(Referring expression pointing data)
Segment Open
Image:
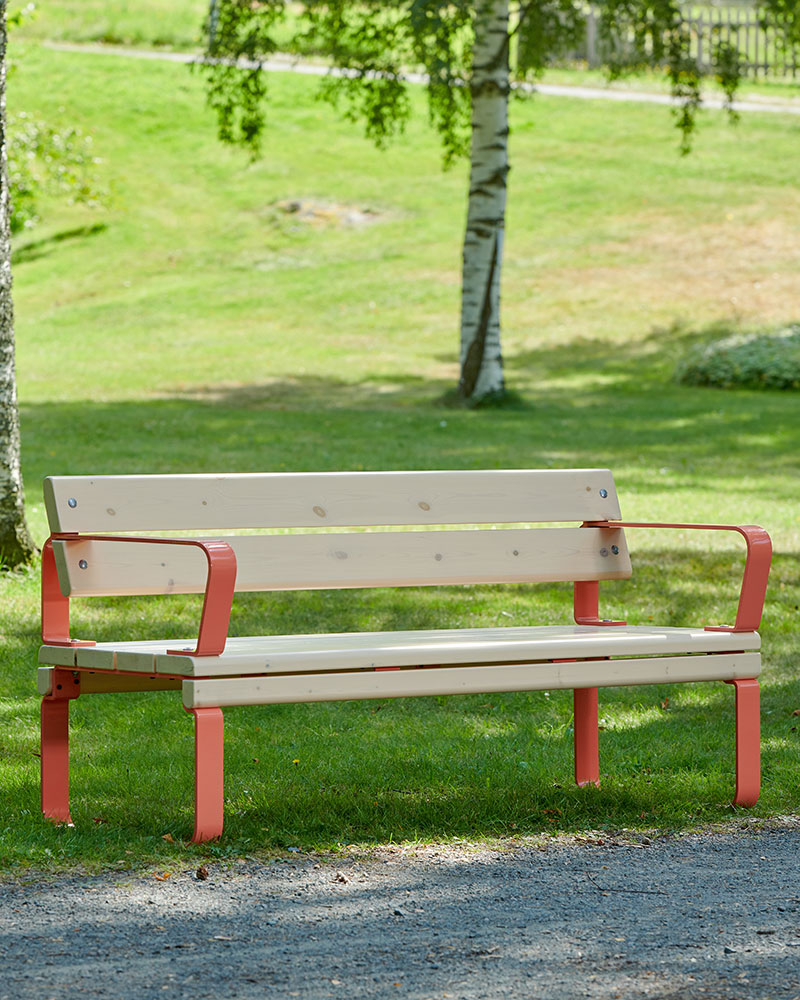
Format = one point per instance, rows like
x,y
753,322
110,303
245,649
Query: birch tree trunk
Segment Closed
# [Problem to work on]
All entries should be reproduced exactly; no picture belongs in the result.

# [Completed exercise]
Image:
Format = one point per instance, rows like
x,y
753,322
110,303
245,649
Query: birch tree trunk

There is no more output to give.